本文抜粋:
+===+
歯医者さんで、
「口をゆすいでください」
と言われて口をゆすぎながら考えました。
「ゆすぐ」
という言葉と同じような意味で、似ている言葉に、
「すすぐ」
があります。さらに「すすぐ」に似た言葉には、
「そそぐ」
があります。これらの意味の違いは?
それぞれ、どのような場面で使うのか?というと、
「食器」をお湯で「ゆすぐ」。
「洗濯機」の「すすぎ」。
「汚名をそそ(雪)ぐ」の「そそぐ」=汚い物を流し落としてきれいになる。
その意味で「雪辱」=辱めをそそぐ。
「ゆすぐ」も「すすぐ」も意味は、
「液体で汚れを流し去ること」
ですね。「そそぐ」は「流し去るもの」が「汚名」「不名誉なこと」「恥」など「抽象的なこと」なので、それをきれいにするものも、物質である「液体」ではないですね。
あ、もしかしたら、「〇すぐ」というのが「きれいにする」という意味で、「ゆすぐ」の「ゆ」は、
「揺する」「揺り動かす」の「ゆ」
つまり、
「ゆすぐ」=液体でゆさぶってきれいにする
ではないか?そして、「すすぐ」の最初の「す」は、
「こする」=擦る・摺(す)る・擂(す)る
で、
「すすぐ」=「液体でこすってきれいにする」
なのではないか?
と、ここで『大辞林・第四版』を引っ張り出してきて、「ゆすぐ」を引いたら、漢字の違う「2種類のゆすぐ」が見出しになっていました。
*「ゆすぐ(漱ぐ)」=うがいをして口の中をきれいにする。すすぐ。(例)口をゆすぐ。
*「ゆすぐ(濯ぐ)」=ゆり動かしてよごれを洗う。すすぐ。(例)洗濯物をゆすぐ。
ビンゴ!当たりました!やっぱり「揺り動かして」ですね!
+===+
与えられた情報:
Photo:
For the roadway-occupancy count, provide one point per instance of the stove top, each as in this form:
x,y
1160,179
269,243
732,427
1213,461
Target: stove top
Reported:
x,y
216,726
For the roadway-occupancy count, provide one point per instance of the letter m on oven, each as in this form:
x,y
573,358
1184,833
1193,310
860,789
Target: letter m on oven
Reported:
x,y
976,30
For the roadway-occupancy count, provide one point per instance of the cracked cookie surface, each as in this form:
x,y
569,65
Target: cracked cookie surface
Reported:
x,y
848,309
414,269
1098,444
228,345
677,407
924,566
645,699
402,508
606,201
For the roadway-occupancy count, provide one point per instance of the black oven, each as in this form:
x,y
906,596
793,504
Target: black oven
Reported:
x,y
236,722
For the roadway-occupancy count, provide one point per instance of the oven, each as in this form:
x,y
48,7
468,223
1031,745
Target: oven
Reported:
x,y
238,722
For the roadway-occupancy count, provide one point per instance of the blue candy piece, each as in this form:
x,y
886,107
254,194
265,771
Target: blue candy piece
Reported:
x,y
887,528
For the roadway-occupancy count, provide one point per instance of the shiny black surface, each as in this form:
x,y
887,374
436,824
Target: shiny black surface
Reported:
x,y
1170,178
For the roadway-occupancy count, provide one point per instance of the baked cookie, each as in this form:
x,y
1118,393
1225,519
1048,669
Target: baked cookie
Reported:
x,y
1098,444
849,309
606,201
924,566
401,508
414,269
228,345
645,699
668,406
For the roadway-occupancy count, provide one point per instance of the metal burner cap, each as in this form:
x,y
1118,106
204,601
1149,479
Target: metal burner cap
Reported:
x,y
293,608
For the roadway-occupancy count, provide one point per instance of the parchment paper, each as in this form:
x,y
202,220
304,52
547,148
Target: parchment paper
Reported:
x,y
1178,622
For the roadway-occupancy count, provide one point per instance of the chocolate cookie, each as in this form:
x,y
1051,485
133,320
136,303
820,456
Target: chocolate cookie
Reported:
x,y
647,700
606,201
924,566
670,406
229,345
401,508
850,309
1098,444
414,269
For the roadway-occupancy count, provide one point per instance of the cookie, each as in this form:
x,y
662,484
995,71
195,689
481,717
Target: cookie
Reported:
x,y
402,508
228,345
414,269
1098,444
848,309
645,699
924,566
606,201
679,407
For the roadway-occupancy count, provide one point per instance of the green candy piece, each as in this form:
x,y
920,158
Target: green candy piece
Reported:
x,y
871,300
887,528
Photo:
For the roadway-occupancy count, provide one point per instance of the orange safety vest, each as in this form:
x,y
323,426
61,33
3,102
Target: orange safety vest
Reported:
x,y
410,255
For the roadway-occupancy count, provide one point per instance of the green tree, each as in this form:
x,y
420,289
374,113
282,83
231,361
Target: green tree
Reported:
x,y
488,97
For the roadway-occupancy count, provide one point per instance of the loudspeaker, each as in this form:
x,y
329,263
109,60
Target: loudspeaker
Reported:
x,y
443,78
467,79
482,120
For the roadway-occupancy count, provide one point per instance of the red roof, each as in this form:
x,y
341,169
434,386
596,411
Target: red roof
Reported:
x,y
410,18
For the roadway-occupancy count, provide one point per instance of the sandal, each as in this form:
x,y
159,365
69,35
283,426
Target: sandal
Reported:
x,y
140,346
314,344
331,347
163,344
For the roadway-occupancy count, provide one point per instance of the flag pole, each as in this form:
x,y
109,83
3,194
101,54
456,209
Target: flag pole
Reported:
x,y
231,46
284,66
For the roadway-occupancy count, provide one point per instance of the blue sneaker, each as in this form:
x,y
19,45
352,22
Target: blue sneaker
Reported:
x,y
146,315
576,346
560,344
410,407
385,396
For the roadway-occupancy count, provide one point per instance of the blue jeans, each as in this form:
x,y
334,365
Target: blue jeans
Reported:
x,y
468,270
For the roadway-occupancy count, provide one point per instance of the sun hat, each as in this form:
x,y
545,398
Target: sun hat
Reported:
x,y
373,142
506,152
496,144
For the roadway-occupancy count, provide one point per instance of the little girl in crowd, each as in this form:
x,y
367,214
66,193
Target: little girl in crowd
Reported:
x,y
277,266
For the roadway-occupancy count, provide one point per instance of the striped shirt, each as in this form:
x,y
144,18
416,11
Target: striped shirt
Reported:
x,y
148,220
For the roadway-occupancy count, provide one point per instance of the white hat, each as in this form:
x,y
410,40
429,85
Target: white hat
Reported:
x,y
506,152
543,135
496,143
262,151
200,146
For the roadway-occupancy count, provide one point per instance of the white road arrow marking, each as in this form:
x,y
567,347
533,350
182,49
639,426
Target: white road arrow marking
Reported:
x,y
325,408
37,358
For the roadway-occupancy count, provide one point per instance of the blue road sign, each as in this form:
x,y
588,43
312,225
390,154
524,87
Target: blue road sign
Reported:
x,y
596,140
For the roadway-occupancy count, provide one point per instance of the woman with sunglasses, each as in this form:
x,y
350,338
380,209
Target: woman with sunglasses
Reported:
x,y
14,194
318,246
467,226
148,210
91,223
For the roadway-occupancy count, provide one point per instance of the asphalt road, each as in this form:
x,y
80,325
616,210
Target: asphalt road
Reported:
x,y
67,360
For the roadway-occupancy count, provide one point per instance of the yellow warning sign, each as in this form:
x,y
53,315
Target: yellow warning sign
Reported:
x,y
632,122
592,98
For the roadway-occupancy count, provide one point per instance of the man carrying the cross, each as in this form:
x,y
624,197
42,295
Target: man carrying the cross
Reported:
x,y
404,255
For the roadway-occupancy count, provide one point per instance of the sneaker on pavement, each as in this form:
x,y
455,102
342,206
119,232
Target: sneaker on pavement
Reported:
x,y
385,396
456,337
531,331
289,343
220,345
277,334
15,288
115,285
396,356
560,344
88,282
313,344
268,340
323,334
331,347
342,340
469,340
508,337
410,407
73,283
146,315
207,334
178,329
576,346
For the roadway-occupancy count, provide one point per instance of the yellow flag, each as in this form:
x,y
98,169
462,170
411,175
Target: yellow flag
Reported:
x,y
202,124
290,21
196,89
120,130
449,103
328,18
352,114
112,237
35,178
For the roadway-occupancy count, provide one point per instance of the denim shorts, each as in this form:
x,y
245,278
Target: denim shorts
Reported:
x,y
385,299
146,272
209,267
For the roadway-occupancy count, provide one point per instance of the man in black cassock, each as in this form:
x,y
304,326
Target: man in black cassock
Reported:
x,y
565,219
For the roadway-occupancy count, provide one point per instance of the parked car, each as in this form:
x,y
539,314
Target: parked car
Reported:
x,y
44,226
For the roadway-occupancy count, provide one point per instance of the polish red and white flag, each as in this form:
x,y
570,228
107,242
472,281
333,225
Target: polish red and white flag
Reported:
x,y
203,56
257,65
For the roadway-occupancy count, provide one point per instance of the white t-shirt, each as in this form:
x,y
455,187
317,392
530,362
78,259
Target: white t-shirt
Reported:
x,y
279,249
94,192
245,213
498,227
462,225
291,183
+===+
「ゆすぐ」と「すすぐ」の違いを考えた文章から、「という言葉と同じような意味で、似ている言葉に、」から「ある「液体」ではないですね。」までを一字も変えずに書き写してください。

という言葉と同じような意味で、似ている言葉に、
「すすぐ」
があります。さらに「すすぐ」に似た言葉には、
「そそぐ」
があります。これらの意味の違いは?
それぞれ、どのような場面で使うのか?というと、
「食器」をお湯で「ゆすぐ」。
「洗濯機」の「すすぎ」。
「汚名をそそ(雪)ぐ」の「そそぐ」=汚い物を流し落としてきれいになる。
その意味で「雪辱」=辱めをそそぐ。
「ゆすぐ」も「すすぐ」も意味は、
「液体で汚れを流し去ること」
ですね。「そそぐ」は「流し去るもの」が「汚名」「不名誉なこと」「恥」など「抽象的なこと」なので、それをきれいにするものも、物質である「液体」ではないですね。